TEXT SEGMENT>
The Priory and the wider community would have used the mill for grinding corn into meal. Barley (bere),[3] oats and pease would have been the staple food crop, with wheat only becoming widely used towards the end of the nineteenth century.[4] In the same vicinity as the mill there was a large granary three storeys high,[5] a teind-barn for the storage of produce given to the priory as taxes from the lands of the Priory Acres on the south side of the town,[5][6] and a brew-house.[7] Only a small part of the granary remained in 1683[5] but the tiend-barn was still evident until the mid-nineteenth century, although no longer in use.[8]
The open lade flowed through St Leonards grounds into a substantial mill pond adjacent to the mill to the east, which provided its power.[9] It is unclear where the mill wheel would have been situated but it is likely to have been on the western wall of the mill.

TASKS TO CARRY OUT>
1. According to the passage about the priory mill, how many storeys high was the granary near the mill?
2. List every building that the passage about the priory mill says stood in the same vicinity as the mill.
The material after this point comes from a separate source.

DATA UNDER STUDY>
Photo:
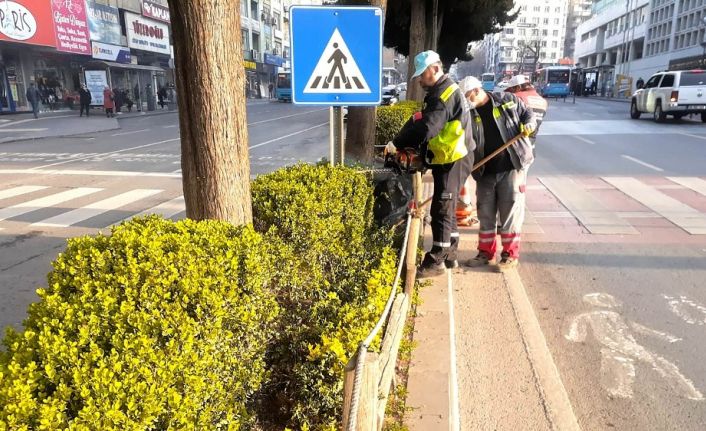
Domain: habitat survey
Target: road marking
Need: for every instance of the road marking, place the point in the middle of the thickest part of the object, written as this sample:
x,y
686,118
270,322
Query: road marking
x,y
288,136
17,191
166,209
557,405
640,162
454,416
588,141
693,136
22,130
269,120
530,224
588,210
80,214
680,307
682,215
35,171
107,154
696,184
620,351
35,119
47,201
130,133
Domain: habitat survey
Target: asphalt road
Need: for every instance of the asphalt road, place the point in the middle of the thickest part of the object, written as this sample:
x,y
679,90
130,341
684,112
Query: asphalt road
x,y
624,314
614,252
56,188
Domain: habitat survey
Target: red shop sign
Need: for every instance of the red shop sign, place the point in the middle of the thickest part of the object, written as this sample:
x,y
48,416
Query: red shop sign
x,y
71,26
27,21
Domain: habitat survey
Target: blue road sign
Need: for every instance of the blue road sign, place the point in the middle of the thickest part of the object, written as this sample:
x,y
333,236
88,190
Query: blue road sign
x,y
336,55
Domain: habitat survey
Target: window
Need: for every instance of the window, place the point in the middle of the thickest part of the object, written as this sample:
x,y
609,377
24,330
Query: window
x,y
652,83
253,10
668,81
246,39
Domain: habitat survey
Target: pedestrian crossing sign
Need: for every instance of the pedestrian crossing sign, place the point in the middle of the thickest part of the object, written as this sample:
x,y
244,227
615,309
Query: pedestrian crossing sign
x,y
336,55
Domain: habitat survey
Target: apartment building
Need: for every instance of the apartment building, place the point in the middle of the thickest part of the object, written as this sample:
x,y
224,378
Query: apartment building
x,y
629,39
535,39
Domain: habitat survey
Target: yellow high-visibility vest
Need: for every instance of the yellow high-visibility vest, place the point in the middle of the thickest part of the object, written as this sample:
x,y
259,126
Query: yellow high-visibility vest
x,y
450,144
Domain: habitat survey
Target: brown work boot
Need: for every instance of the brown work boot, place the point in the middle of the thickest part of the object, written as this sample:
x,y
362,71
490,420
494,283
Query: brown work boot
x,y
507,262
481,260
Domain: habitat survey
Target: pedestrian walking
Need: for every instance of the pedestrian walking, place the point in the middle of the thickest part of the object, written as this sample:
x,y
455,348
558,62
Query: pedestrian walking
x,y
161,97
85,100
501,182
442,135
108,102
34,98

RESPONSE LIST>
1. Three storeys.

2. A large granary, a teind-barn, and a brew-house.